* _Exercise directions_: Write the records out again, keeping each line exactly as it is.

Stored items from a collection:
--- START ---
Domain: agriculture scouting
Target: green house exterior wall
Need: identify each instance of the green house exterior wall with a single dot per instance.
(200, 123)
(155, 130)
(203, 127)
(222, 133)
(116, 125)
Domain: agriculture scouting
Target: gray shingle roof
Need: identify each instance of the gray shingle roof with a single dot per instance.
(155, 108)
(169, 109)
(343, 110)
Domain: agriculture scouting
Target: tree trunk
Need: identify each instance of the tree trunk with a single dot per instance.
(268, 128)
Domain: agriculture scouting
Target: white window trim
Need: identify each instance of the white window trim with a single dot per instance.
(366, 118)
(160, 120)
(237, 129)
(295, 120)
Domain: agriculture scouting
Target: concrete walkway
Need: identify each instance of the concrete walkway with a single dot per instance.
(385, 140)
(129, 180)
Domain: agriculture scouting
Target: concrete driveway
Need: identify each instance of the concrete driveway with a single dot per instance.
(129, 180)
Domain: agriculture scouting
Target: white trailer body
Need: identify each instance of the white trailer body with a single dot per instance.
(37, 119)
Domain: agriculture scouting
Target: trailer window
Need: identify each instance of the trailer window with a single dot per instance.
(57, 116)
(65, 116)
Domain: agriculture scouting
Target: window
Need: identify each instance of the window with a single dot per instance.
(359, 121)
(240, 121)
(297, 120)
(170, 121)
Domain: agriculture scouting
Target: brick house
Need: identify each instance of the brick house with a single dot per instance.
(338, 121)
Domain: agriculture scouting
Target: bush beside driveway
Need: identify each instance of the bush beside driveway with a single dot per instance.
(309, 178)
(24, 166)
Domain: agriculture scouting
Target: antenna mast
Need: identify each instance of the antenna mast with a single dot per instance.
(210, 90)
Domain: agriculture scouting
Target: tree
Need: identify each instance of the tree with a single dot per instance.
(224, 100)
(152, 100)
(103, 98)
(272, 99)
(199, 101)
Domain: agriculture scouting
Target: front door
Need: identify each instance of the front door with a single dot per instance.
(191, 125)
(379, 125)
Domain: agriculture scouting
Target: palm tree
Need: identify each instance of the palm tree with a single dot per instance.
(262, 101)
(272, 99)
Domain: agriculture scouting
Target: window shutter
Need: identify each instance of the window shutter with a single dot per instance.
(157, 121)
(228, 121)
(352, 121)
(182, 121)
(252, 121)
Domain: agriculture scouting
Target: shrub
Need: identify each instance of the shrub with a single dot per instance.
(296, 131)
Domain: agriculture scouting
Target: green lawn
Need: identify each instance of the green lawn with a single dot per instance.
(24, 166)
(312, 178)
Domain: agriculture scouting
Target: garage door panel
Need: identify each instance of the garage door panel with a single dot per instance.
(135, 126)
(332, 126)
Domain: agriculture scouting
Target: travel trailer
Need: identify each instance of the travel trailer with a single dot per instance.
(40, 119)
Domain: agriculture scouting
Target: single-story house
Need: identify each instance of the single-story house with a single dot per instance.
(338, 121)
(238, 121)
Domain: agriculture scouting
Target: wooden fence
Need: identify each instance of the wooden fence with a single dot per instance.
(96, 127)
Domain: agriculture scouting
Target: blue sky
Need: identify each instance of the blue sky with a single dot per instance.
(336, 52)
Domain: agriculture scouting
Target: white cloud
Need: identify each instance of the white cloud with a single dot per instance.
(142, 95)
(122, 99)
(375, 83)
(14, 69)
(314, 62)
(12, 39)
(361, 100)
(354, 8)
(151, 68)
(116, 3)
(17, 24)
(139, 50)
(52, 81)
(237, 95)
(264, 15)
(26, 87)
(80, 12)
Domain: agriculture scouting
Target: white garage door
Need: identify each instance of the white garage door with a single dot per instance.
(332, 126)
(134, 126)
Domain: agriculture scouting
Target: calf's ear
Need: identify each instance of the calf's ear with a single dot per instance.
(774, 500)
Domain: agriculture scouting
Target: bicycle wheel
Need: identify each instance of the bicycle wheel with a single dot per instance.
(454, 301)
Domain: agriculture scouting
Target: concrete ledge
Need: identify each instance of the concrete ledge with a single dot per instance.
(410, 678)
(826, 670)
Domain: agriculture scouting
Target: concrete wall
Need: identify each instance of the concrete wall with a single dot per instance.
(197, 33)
--- END ---
* _Correct output_:
Domain: agriculture scouting
Target: green house exterior wall
Need: identify each instance of the green house exterior wall with a single dot per instance.
(200, 123)
(155, 130)
(203, 127)
(222, 133)
(116, 125)
Domain: agriculture scouting
Target: gray shingle roof
Need: identify each instance of the gray shingle roof with a single dot per instance.
(155, 108)
(169, 109)
(343, 110)
Domain: agriculture scouting
Target: tree trunk
Need: identify each instance of the tree trunk with a single dot per instance.
(268, 128)
Domain: agriculture scouting
Target: white window trim
Need: identify each instance of the white window trim with a single dot per instance.
(366, 118)
(160, 120)
(237, 129)
(295, 120)
Domain: agriculture scouting
Target: concrete walkway
Need: identify each instance of the concrete walkway with a single dot per instance.
(385, 140)
(129, 180)
Domain: agriculture scouting
Target: concrete driveway
Need: identify each instance of the concrete driveway with a single dot per instance.
(129, 180)
Domain: agriculture scouting
Target: white trailer body
Need: identify each instance of the white trailer body with a single dot per instance.
(37, 119)
Domain: agriculture scouting
Target: trailer window
Need: identify each instance of the trailer window with a single dot per instance.
(57, 116)
(65, 116)
Domain: agriculture scouting
Target: window
Need: identify each instance of the window with a single dot per instance.
(359, 121)
(240, 121)
(297, 120)
(170, 121)
Domain: agriculture scouting
Target: brick house
Need: identify each instance of the brick house with a single dot per instance.
(338, 121)
Domain: agriculture scouting
Target: bush beside driveway
Need: identify each instance of the bush beside driveway with a single dot per instance.
(309, 178)
(24, 166)
Domain: agriculture scouting
Target: antenna mast
Need: identify each instance of the antenna mast with a single dot per instance.
(210, 90)
Domain: agriculture scouting
Target: tree
Need: identify each instance of the tree with a single dot per instance.
(224, 100)
(152, 100)
(103, 98)
(272, 99)
(199, 101)
Domain: agriculture scouting
Target: front door
Need: identify each instance of the front door with a single dot per instance.
(191, 125)
(379, 125)
Domain: agriculture scouting
Target: palm tree
Need: identify each instance of the palm tree with a single dot per instance.
(262, 101)
(272, 99)
Domain: agriculture scouting
Target: window shutter
Need: identify each instance of the window shutter with a single dot per instance.
(157, 121)
(228, 121)
(352, 121)
(182, 121)
(252, 121)
Domain: agriculture scouting
Target: shrub
Need: identify each instance of the shrub with a single dot per instance.
(296, 131)
Domain: agriculture scouting
Target: green lawn
Need: identify each instance of the green lawn with a single dot per instance.
(24, 166)
(312, 178)
Domain: agriculture scouting
Target: garage door panel
Need: identify each instance of the garage door panel with a single dot per instance.
(135, 126)
(332, 126)
Domain: agriculture scouting
Target: travel trailer
Need: identify each instance of the travel trailer with a single dot per instance.
(40, 119)
Domain: agriculture scouting
Target: single-story house
Need: identify each instance of the single-story house with a single dot per instance.
(338, 121)
(238, 121)
Domain: agriculture scouting
Target: wooden fence
Need: identify each instance of the wooden fence with a single dot per instance.
(96, 127)
Domain: agriculture scouting
Target: blue sky
Need: identify each instance of the blue sky with a single dot per instance.
(336, 52)
Domain: agriculture scouting
Target: white cloud
Need: identify each instance of the white cloud with a single dot per instance.
(142, 95)
(122, 99)
(375, 83)
(14, 69)
(314, 62)
(12, 39)
(361, 100)
(354, 8)
(151, 68)
(116, 3)
(17, 24)
(139, 50)
(52, 81)
(237, 95)
(264, 15)
(26, 87)
(80, 12)
Domain: agriculture scouting
Target: white garage door
Need: identify each instance of the white garage door with a single dot per instance.
(332, 126)
(134, 126)
Domain: agriculture scouting
Target: calf's ear
Need: identify each instance of the calf's ear with a single dot per instance.
(774, 500)
Domain: agriculture scouting
Target: bicycle wheel
Need: identify each instance of the bicycle wheel with a single dot per instance.
(454, 301)
Domain: agriculture scouting
Target: concrete ledge
Need: identify each instance of the concrete ledge with a single dot per instance.
(410, 678)
(826, 670)
Domain: agriculture scouting
Target: concrete wall
Need: identify each instance of the concrete wall with a single dot per instance.
(197, 33)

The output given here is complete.